> _Task statement_
Collect every line of the rows below that contains the word "machine" and copy each one in full. Case counts.

> _Data to process_
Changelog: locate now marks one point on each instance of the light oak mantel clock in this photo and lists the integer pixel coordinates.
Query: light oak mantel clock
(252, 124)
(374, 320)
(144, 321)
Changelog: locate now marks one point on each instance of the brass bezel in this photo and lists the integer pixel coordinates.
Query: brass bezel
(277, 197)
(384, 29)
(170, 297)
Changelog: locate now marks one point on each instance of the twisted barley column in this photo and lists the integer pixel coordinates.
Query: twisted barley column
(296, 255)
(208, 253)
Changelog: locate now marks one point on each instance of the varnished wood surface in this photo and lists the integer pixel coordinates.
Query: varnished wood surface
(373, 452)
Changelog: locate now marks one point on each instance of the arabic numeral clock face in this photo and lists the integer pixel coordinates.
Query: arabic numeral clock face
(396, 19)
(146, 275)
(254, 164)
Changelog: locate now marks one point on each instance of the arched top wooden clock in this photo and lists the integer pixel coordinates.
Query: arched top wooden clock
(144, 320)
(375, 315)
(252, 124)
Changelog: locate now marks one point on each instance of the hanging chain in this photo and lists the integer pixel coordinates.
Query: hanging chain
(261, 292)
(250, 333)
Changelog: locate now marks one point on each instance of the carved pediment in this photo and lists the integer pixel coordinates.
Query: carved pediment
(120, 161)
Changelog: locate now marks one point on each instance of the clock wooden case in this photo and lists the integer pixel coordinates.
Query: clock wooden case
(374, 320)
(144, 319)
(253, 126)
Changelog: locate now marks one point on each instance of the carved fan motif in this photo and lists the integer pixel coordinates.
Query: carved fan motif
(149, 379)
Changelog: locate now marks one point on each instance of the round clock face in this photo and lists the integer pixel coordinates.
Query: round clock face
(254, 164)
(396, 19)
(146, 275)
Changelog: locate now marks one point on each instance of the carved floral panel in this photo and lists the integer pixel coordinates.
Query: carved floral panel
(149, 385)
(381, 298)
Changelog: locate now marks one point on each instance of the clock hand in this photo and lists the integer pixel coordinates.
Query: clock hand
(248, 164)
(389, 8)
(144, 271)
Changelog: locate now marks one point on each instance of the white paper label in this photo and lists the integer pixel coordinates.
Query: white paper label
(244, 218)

--

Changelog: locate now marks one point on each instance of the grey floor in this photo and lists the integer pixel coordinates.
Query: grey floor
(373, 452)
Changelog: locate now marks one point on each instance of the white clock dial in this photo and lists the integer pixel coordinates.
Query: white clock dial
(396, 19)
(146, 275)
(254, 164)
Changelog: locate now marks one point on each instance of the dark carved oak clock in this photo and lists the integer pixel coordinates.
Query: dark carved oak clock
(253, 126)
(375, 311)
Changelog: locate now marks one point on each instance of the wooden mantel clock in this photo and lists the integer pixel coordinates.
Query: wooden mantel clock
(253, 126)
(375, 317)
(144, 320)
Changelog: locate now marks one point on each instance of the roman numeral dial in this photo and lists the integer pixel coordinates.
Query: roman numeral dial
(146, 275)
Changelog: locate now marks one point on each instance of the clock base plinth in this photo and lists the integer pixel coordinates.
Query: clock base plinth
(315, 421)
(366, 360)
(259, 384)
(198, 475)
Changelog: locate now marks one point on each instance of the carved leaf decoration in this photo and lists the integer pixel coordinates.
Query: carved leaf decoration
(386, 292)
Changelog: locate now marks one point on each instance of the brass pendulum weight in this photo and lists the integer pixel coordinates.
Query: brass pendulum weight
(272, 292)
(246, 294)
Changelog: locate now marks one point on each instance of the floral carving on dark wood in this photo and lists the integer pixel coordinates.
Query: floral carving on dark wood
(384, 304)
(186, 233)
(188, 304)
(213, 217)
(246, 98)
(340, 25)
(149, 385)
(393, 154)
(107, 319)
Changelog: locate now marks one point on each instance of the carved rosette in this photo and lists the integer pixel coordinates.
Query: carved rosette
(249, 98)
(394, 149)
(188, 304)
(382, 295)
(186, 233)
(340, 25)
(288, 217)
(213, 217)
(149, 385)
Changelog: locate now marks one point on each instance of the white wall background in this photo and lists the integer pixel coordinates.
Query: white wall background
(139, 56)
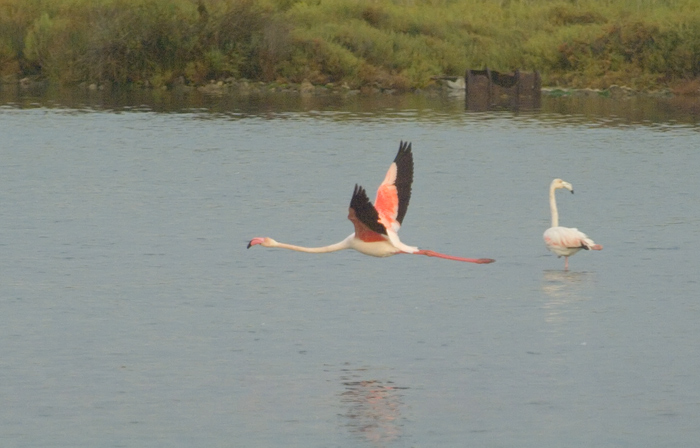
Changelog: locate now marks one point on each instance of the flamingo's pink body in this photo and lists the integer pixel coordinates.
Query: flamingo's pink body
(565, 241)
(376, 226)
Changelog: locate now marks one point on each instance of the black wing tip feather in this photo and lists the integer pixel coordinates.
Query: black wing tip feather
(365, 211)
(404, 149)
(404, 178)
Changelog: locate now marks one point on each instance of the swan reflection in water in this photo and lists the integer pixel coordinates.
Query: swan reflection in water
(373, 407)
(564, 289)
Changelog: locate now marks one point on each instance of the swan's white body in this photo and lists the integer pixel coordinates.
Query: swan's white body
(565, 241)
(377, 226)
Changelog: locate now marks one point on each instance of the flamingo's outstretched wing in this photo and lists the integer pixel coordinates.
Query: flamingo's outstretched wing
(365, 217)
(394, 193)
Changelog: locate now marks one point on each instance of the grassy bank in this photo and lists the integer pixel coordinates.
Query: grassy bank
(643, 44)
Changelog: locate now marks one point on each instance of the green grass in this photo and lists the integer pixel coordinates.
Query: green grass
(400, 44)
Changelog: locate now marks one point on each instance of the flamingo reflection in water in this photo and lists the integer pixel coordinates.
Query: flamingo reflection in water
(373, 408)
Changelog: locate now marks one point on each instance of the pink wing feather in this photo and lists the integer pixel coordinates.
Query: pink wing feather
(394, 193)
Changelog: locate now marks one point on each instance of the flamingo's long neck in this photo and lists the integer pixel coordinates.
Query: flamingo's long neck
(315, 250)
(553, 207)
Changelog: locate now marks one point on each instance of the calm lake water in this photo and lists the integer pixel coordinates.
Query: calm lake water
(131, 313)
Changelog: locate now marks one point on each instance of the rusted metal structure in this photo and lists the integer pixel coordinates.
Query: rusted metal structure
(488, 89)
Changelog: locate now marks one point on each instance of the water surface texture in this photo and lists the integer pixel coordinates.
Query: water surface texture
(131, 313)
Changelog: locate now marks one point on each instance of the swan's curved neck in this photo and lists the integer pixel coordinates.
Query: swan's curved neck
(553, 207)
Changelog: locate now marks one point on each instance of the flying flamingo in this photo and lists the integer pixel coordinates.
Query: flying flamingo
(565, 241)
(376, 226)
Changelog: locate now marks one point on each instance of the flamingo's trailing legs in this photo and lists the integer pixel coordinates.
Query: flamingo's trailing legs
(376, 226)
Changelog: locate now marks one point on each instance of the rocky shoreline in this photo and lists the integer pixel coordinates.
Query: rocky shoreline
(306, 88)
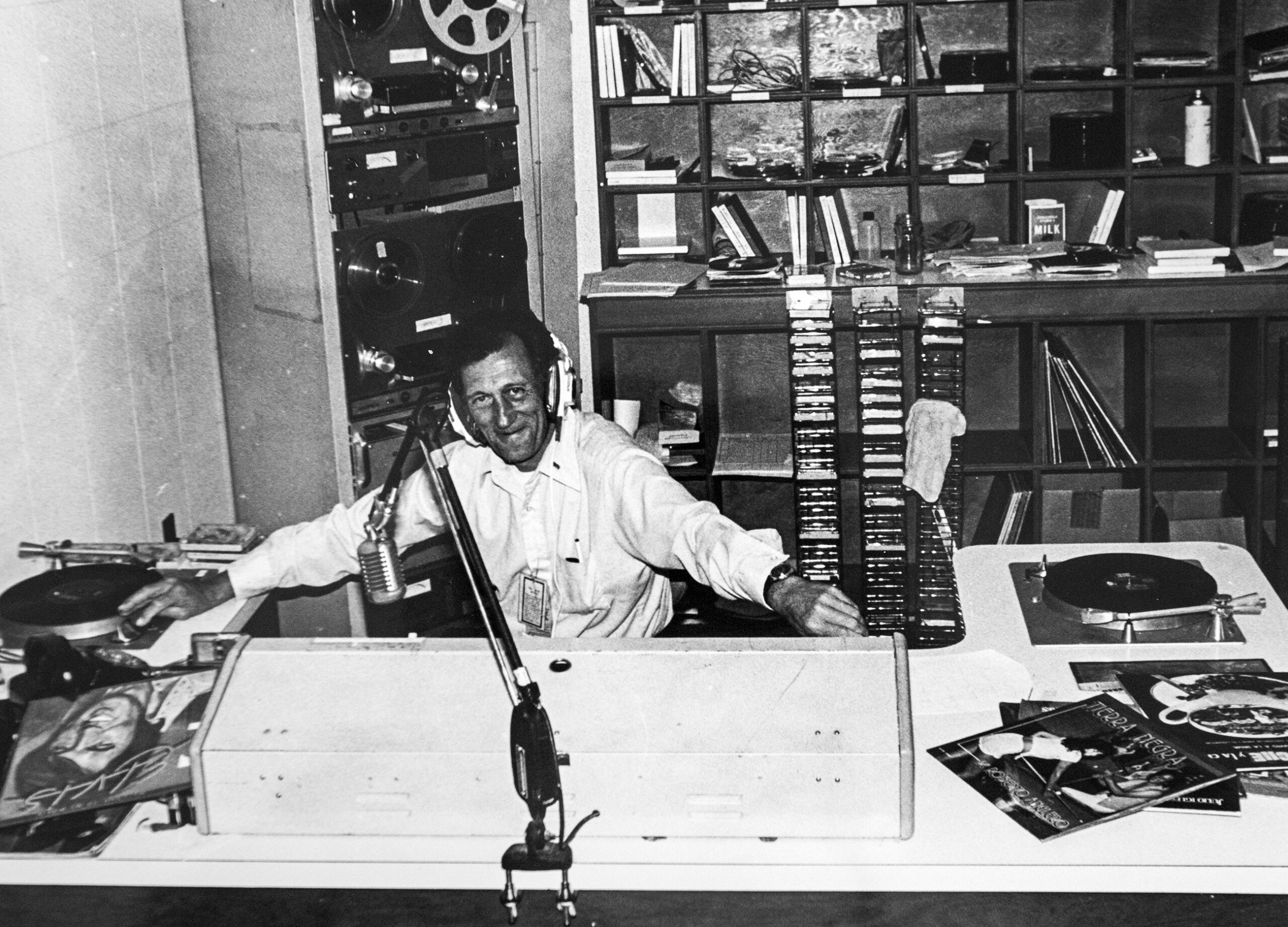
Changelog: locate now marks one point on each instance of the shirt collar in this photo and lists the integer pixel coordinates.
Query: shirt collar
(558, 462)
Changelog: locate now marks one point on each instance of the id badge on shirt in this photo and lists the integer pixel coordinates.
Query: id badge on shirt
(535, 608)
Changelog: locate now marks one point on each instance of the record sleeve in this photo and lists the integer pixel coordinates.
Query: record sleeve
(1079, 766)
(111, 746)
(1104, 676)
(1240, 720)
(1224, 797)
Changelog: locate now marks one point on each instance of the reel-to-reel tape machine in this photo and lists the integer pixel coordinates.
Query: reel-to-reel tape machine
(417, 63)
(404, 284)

> _Reply_
Changelog: locate now marks one point on each instance of the reel-to-reel tape machine in this photo and lists the integer pixel coordinates.
Query: reel-to-reel tape machine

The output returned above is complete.